--- START ---

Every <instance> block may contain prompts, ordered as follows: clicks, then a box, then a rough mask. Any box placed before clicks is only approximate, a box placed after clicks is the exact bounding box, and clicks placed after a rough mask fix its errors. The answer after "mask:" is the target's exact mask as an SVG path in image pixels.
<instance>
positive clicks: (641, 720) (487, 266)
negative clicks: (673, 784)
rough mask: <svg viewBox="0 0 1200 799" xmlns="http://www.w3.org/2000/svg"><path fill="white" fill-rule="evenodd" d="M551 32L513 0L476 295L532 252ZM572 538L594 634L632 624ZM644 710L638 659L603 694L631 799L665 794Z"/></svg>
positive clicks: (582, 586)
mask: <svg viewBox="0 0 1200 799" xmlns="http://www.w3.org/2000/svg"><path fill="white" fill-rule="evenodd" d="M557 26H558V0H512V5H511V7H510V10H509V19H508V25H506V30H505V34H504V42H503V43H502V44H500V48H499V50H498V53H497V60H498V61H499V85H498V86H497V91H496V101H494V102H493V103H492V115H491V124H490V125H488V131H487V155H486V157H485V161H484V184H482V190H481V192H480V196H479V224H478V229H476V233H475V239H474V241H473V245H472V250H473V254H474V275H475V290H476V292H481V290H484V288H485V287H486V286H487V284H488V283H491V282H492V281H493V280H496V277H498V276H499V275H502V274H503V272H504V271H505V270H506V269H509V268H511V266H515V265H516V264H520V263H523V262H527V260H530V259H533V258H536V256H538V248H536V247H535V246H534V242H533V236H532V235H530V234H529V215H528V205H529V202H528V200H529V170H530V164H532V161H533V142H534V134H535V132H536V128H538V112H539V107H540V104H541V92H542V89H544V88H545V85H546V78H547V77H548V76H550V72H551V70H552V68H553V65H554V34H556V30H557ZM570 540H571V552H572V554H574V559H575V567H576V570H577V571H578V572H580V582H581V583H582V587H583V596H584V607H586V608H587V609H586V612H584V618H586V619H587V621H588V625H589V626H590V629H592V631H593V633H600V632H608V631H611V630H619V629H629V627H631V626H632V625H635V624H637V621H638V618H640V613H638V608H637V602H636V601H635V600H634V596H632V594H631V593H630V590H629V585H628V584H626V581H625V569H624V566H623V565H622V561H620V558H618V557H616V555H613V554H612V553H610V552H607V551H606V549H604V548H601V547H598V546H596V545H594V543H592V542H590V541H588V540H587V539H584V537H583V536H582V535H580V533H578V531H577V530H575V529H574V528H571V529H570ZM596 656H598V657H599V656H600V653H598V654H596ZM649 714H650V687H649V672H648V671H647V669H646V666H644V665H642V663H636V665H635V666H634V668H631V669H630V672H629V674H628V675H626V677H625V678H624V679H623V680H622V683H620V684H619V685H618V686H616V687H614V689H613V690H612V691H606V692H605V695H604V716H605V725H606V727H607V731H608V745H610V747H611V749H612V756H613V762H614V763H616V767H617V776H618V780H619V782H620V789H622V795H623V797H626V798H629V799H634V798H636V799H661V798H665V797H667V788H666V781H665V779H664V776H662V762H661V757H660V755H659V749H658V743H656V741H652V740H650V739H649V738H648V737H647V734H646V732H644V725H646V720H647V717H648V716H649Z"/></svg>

--- END ---

Transcribe the entries exactly, and make each line match the original.

Every <instance> block may contain prompts, ordered as follows: clicks, then a box, then a rough mask. Any box placed before clicks is only approximate, a box placed after clicks is the exact bounding box, and clicks placed after a rough mask fix its errors. The answer after "mask:" is the target's exact mask as an SVG path in image pixels.
<instance>
positive clicks: (641, 720) (487, 266)
negative clicks: (673, 784)
rough mask: <svg viewBox="0 0 1200 799" xmlns="http://www.w3.org/2000/svg"><path fill="white" fill-rule="evenodd" d="M551 32L513 0L476 295L532 252ZM572 538L594 634L632 624ZM644 710L638 659L603 694L631 799L665 794Z"/></svg>
positive clicks: (582, 586)
mask: <svg viewBox="0 0 1200 799" xmlns="http://www.w3.org/2000/svg"><path fill="white" fill-rule="evenodd" d="M557 26H558V0H512V5H511V7H510V10H509V19H508V25H506V30H505V34H504V42H503V43H502V44H500V48H499V50H498V53H497V60H498V61H499V85H498V86H497V91H496V101H494V102H493V103H492V115H491V124H490V125H488V131H487V155H486V157H485V161H484V184H482V190H481V192H480V196H479V224H478V229H476V233H475V239H474V241H473V245H472V250H473V254H474V275H475V290H476V292H481V290H484V288H485V287H486V286H487V284H488V283H491V282H492V281H493V280H496V277H498V276H499V275H502V274H503V272H504V271H505V270H506V269H509V268H511V266H515V265H516V264H520V263H523V262H527V260H530V259H533V258H536V256H538V248H536V247H535V246H534V242H533V236H532V235H530V234H529V215H528V205H529V202H528V200H529V170H530V164H532V161H533V142H534V134H535V132H536V128H538V112H539V107H540V104H541V92H542V89H544V88H545V85H546V78H547V77H548V76H550V72H551V70H552V68H553V65H554V34H556V30H557ZM570 540H571V552H572V554H574V559H575V567H576V570H577V571H578V572H580V582H581V583H582V587H583V596H584V607H586V608H587V609H586V612H584V618H586V619H587V621H588V625H589V626H590V629H592V631H593V633H600V632H608V631H611V630H619V629H629V627H631V626H632V625H635V624H637V621H638V618H640V613H638V608H637V602H636V601H635V600H634V596H632V594H631V593H630V590H629V585H628V584H626V581H625V569H624V566H623V565H622V561H620V558H618V557H616V555H613V554H612V553H610V552H607V551H606V549H604V548H601V547H598V546H596V545H594V543H592V542H590V541H588V540H587V539H584V537H583V536H582V535H580V533H578V531H577V530H575V529H574V528H571V529H570ZM596 656H598V657H599V656H600V653H598V654H596ZM649 714H650V687H649V672H648V671H647V669H646V666H644V665H642V663H636V665H635V666H634V668H631V669H630V672H629V674H628V675H626V677H625V678H624V679H623V680H622V683H620V684H619V685H618V686H616V687H614V689H613V690H612V691H606V692H605V695H604V716H605V725H606V727H607V731H608V745H610V747H611V749H612V756H613V762H614V763H616V767H617V776H618V780H619V782H620V789H622V795H623V797H626V798H629V799H634V798H636V799H661V798H665V797H667V788H666V781H665V779H664V776H662V762H661V757H660V755H659V749H658V743H656V741H652V740H650V739H649V738H648V737H647V734H646V732H644V725H646V720H647V717H648V716H649Z"/></svg>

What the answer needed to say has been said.